Brano citato:
((

La costruzione del Tempio

[L’argomento di questo paragrafo, come di quello che segue sono stati ampiamente trattati nel post Il maestro e la Massoneria, clicca sopra per leggere].


  Che c’è di unico e peculiare nella leggenda massonica di Hiram che si ispira alla fonte biblica e alla tradizione ebraico-cabbalistica? La costruzione del Tempio, nel senso e con la prospettiva nota a tutti i massoni e per la quale ognuno sa di dover portare la propria pietra sgrossata.

  Un ideale cammino di perfezionamento, dunque, e una pratica di vita necessaria all’acquisizione di innumerevoli virtù, come il silenzio, il segreto, l’obbedienza, la fedeltà, il coraggio, la carità, la santità, la giustizia. Virtù tutte senza le quali il Tempio non può essere costruito. Benché il massone debba sempre conservare la necessaria umiltà, che lo fa consapevole che il Tempio non può essere terminato, senza la quale umiltà egli cadrebbe nel dogma delle Chiese o peggio ancora finirebbe come quel tale – citato da Kafka – che si stupiva della facilità con cui seguiva la via dell’eternità solo perché la stava percorrendo in discesa. [13]

 Com’è noto, la leggenda di Hiram si collega strettamente alla costruzione del Tempio di Salomone. Il Compagno della Loggia azzurra sente parlare di Hiram allorché è elevato al grado di maestro. Egli apprende dal ‘Venerabile’ Maestro della sua Loggia che Hiram è il grande architetto prescelto dal re Salomone per la costruzione del Tempio

 Hiram aveva diviso gli operai in tre categorie: apprendisti, compagni e maestri dando a ciascuna categoria precise parole di passo per farsi riconoscere e riscuotere il salario dovuto. Un giorno, tre compagni invidiosi, ritenendo di meritare il salario di maestro, chiedono minacciosi a Hiram la parola segreta. Il grande architetto, naturalmente, si oppone gridando ai tre compagni parole che dovremmo meditare a lungo e in ogni circostanza: ‘Non così io l’ho ricevuta! Non così si deve chiederla!’. E sul punto di morire, per le violenze inferte, egli così ammonisce i compagni:

   ‘Lavora, persevera, impara. Solo così avrai diritto alla maggior ricompensa!’.

))

Requisiti del compito:
Prosegui il brano sulla leggenda di Hiram e la costruzione del Tempio, a partire dalla sua ultima frase.

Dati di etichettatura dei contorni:
((

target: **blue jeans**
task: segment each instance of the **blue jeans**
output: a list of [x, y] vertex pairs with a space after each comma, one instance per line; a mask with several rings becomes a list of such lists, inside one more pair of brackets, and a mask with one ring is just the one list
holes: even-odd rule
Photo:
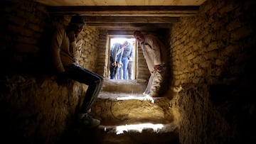
[[128, 79], [132, 79], [132, 61], [129, 61], [127, 71], [128, 71]]
[[83, 67], [74, 65], [64, 67], [66, 75], [75, 81], [88, 86], [80, 109], [81, 113], [87, 113], [96, 101], [103, 84], [102, 76]]
[[122, 63], [123, 64], [122, 67], [122, 78], [123, 79], [127, 79], [127, 66], [128, 66], [128, 57], [122, 57]]

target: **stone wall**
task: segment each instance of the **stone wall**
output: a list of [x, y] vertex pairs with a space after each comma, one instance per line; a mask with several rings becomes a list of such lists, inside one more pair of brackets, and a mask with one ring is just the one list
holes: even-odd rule
[[[170, 31], [181, 143], [252, 143], [255, 2], [209, 0]], [[252, 132], [253, 133], [253, 132]]]
[[[50, 56], [55, 26], [70, 16], [50, 16], [30, 0], [4, 1], [1, 9], [0, 120], [2, 140], [55, 143], [73, 122], [87, 87], [57, 82]], [[82, 67], [95, 71], [99, 31], [85, 26]], [[14, 138], [8, 138], [11, 136]]]

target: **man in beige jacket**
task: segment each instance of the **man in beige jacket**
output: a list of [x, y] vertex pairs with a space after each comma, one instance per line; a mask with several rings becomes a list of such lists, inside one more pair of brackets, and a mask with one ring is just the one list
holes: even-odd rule
[[141, 45], [143, 55], [151, 73], [148, 85], [143, 93], [152, 97], [164, 94], [166, 89], [163, 87], [166, 76], [167, 51], [164, 44], [153, 35], [144, 35], [141, 31], [134, 32], [134, 37]]

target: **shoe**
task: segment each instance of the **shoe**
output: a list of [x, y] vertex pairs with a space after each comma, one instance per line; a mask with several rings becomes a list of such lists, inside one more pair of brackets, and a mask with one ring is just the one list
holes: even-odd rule
[[85, 113], [80, 118], [80, 123], [85, 128], [92, 128], [97, 127], [100, 124], [100, 121], [94, 118], [90, 113]]
[[150, 93], [150, 96], [151, 97], [159, 97], [159, 94], [157, 92], [151, 92]]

))

Risultato del compito:
   Il massone che è sul punto di ricevere la maestria è condotto alla scoperta della tomba di Hiram presso un albero di acacia e attraverso una drammatizzazione, che è il cuore stesso della cerimonia iniziatica, prende coscienza dell’eterno ciclo della morte e della rinascita.

    Dove si trova nella Bibbia la vicenda del tradimento degli operai e dell’assassinio di Hiram? Nell’episodio dei tre levìti Core, Dathan e Abiron. In quale contesto s’inserisce la loro ribellione? E’ il momento del passaggio degli ebrei nel deserto, dopo la fuga dall’Egitto. Ed è anche il periodo di un’abitazione, sia pure mobile e rudimentale, elevata al Signore, prima della costruzione del Tempio di Salomone, com’è detto nel II Libro di Samuele, 7, 6-7:

  “Io non ho abitato in una casa dal giorno in cui condussi i figli d’Israele fuori dalla terra d’Egitto e fino a questo giorno, ma ho camminato in un tabernacolo e in una tenda. In tutti i luoghi per i quali sono passato con tutti i figli di Israele, ho forse io detto ad alcuna delle tribù a cui ho ordinato di pascere il mio popolo: perché non mi avete fabbricato una casa di cedro?”
  
   E infatti il legno di questa primordiale ‘casa di Dio’ non è di cedro ma di acacia (dal greco a-kakìa, cioè puro e senza macchia, il simbolo per eccellenza della Massoneria, rappresentato dal ramoscello della pianta) come è attestato nel Libro dell’Esodo. Dio aveva detto a Mosè, (Esodo, 25,8): “Ed essi mi costruiranno un Santuario e Io risiederò in mezzo a loro”. Dio aveva poi indicato nei dettagli i criteri e il materiale per la costruzione. Così, il Tempio mobile degli ebrei sarà fatto con assi di legno di acacia collocati in posizione eretta (Es.,26,15), l’Arca sarà di legno d’acacia, ricoperto d’oro puro sia all’interno che all’esterno (Es.,25,10-11), di acacia sarà la tavola dei pani (Es., 25,23) come pure l’altare del Tempio (Es., 27,1), quello per l’olocausto (Es., 38,1) e quello per bruciare l’incenso e i profumi (Es., 30,1). Di legno d’acacia saranno le quattro colonne della ‘tenda dell’incontro’ (Es., 26, 31-32) e così via continuando.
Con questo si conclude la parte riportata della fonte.